35 Great James St, Londonderry is a Grade B2 listed building in the Derry City and Strabane local planning authority area, Northern Ireland. First listed on 26 February 1979. 2 related planning applications.
35 Great James St, Londonderry
- WRENN ID
- sharp-bailey-yarrow
- Grade
- B2
- Local Planning Authority
- Derry City and Strabane
- Country
- Northern Ireland
- Date first listed
- 26 February 1979
- Source
- NI Environment Agency listing
Description
35 Great James Street is a three-storey-over-basement, three-bay, end-of-terrace former manse, built in the early Victorian period between approximately 1837 and 1847 to serve the adjacent Third Presbyterian Church. It was designed by County Surveyor Stewart Gordon (d. 1860), who was also the architect of the neighbouring neo-classical church. Despite being constructed in the Victorian period, the building retains a Georgian character in its style and proportions, and its original plan form remains intact along with internal detailing of historic interest.
The building sits within the Clarendon Street Conservation Area and is set back from the street behind a boundary wall with a sandstone plinth and wrought iron railings above. Access to the manse is through a pedestrian side gate offset from the main church entrance.
The roof is hipped, finished in fibre-cement slates (replaced March/April 2015, originally Spanish natural slate) with clay ridge tiles. A large cement-rendered chimney-stack is centred on the west elevation and carries nine clay pots. Cast-iron rainwater goods include a half-round gutter supported on cast-iron rise-and-fall brackets projecting from the eaves.

> **DATASET RECORDS**
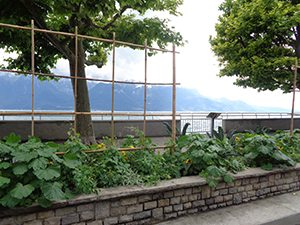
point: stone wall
(57, 130)
(241, 125)
(148, 205)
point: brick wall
(148, 205)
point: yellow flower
(101, 146)
(188, 161)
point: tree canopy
(129, 19)
(257, 41)
(96, 18)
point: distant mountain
(15, 94)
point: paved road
(269, 211)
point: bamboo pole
(32, 76)
(119, 149)
(174, 96)
(84, 37)
(145, 87)
(84, 78)
(294, 97)
(75, 79)
(113, 88)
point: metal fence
(34, 114)
(199, 123)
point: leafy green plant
(140, 141)
(31, 172)
(262, 151)
(178, 132)
(111, 169)
(212, 158)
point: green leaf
(45, 203)
(46, 152)
(9, 201)
(12, 139)
(71, 160)
(228, 179)
(48, 173)
(5, 148)
(4, 165)
(53, 191)
(21, 191)
(20, 169)
(4, 181)
(267, 166)
(251, 155)
(39, 163)
(24, 156)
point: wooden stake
(294, 97)
(32, 76)
(113, 88)
(75, 78)
(145, 87)
(174, 96)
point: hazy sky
(197, 67)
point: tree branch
(115, 17)
(30, 7)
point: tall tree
(92, 17)
(257, 42)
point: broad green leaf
(71, 160)
(48, 173)
(264, 149)
(5, 148)
(53, 191)
(4, 181)
(46, 152)
(45, 203)
(251, 155)
(9, 201)
(20, 169)
(39, 163)
(21, 191)
(267, 166)
(228, 179)
(24, 156)
(56, 158)
(12, 139)
(4, 165)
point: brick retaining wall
(148, 205)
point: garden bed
(150, 204)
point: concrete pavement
(278, 210)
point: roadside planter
(131, 205)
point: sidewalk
(278, 210)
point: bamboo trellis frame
(76, 78)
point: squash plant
(32, 173)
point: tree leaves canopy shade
(95, 18)
(257, 42)
(127, 18)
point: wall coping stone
(128, 191)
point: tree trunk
(84, 124)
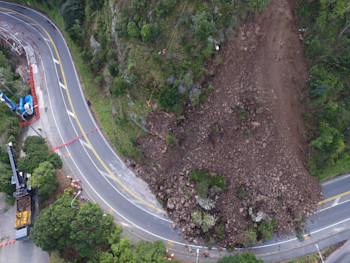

> **TO-DO LIST**
1) Copy the section of the 35 Great James Street listing text that runs from "35 Great James St, Londonderry is" to "related planning applications." word for word.
2) Continue the 35 Great James Street listing text from its final sentence.

> **ANSWERS FOR THIS EXERCISE**
1)
35 Great James St, Londonderry is a Grade B2 listed building in the Derry City and Strabane local planning authority area, Northern Ireland. First listed on 26 February 1979. 2 related planning applications.

2)
The walls are rendered redbrick. The principal elevation faces east onto the churchyard and is rendered and painted. It features a projecting single-storey rusticated entrance porch, reached by eight steps up from the north elevation on Great James Street. The entrance doorcase has painted four-panelled timber double doors flanked by Ionic columns supporting an entablature, below a three-centred arched fanlight. Windows on the ground and first floors are six-over-six painted timber sliding sash with moulded plaster surrounds; those on the second floor are a diminished six-over-three timber sliding sash. There is a continuous sill course at each storey level and stepped raised corner quoins.
The south (rear) elevation is in unpainted smooth render with uPVC rainwater goods. It has two-over-two timber sliding sash windows to the second floor and six-over-six timber sliding sash to the raised ground floor. Also at ground floor level there are metal casement windows with three toplights over three long lights. The render is absent in places where a lean-to structure has been removed. The west elevation abuts the Cultúrlann at no. 37. The north elevation, rendered and painted, faces Great James Street and is set behind railings; it is two bays wide with windows matching those of the principal elevation.
The entrance porch was an original feature of the design, as confirmed by O'Hagan's 1847 plan of Londonderry and the valuation town plan of approximately 1873, both of which depict the building in its current layout.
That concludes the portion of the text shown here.